Task brief
Transcribe exactly the lines from the one containing "[spot] the broad" through the end of the entries, including both the first and the last, and nothing else.

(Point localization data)
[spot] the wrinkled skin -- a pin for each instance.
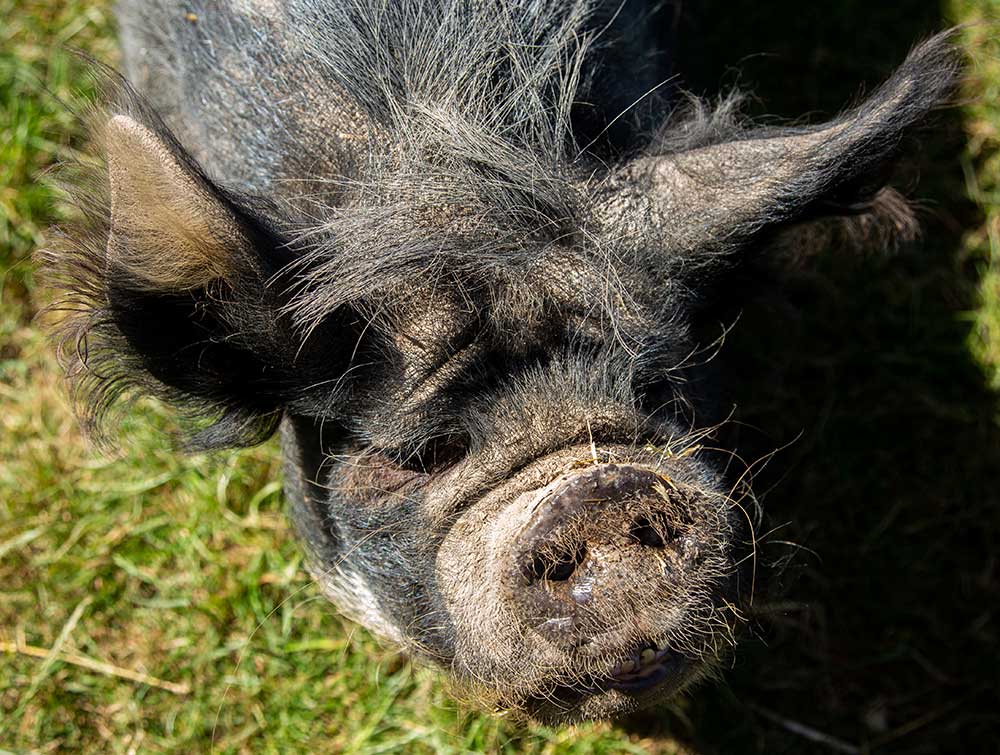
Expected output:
(421, 241)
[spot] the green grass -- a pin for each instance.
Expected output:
(182, 569)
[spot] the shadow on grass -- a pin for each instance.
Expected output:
(884, 636)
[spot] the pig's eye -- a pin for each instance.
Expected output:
(436, 455)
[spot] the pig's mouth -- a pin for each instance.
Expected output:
(649, 673)
(645, 668)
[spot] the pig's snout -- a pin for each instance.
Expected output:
(602, 548)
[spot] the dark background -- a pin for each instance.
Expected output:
(882, 630)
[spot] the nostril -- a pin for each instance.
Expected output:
(557, 566)
(649, 531)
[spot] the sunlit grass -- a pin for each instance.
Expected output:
(174, 578)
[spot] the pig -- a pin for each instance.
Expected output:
(455, 252)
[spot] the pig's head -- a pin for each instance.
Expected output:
(479, 353)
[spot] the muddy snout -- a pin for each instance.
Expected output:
(601, 553)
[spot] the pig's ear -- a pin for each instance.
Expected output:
(170, 229)
(713, 199)
(168, 288)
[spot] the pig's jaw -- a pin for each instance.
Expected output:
(651, 647)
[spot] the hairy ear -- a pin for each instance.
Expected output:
(712, 199)
(168, 229)
(172, 287)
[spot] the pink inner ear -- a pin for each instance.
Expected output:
(167, 229)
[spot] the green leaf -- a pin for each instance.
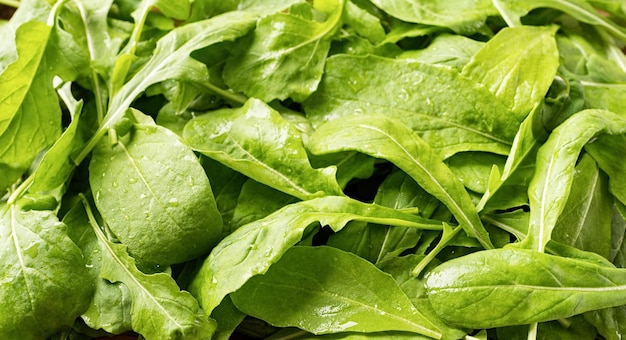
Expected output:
(505, 287)
(24, 85)
(551, 184)
(43, 274)
(253, 248)
(581, 10)
(446, 49)
(518, 66)
(159, 309)
(461, 16)
(418, 94)
(383, 137)
(313, 288)
(256, 141)
(286, 56)
(585, 222)
(155, 197)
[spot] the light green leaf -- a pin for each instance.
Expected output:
(159, 310)
(153, 193)
(585, 222)
(256, 141)
(504, 287)
(420, 96)
(313, 288)
(551, 184)
(286, 56)
(253, 248)
(465, 17)
(513, 10)
(24, 86)
(43, 274)
(383, 137)
(518, 66)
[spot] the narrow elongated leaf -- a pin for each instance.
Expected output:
(159, 309)
(43, 274)
(382, 137)
(505, 287)
(461, 16)
(171, 59)
(585, 222)
(312, 288)
(24, 85)
(286, 56)
(518, 66)
(254, 247)
(556, 159)
(154, 195)
(256, 141)
(419, 95)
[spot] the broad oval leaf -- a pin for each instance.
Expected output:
(518, 66)
(313, 288)
(256, 141)
(254, 247)
(43, 275)
(505, 287)
(158, 309)
(153, 193)
(449, 111)
(383, 137)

Solution to this exercise
[spot] the broad oval leaf -- a pin for each instance.
Expected output:
(518, 66)
(313, 288)
(256, 141)
(254, 247)
(43, 275)
(505, 287)
(158, 309)
(153, 193)
(449, 111)
(383, 137)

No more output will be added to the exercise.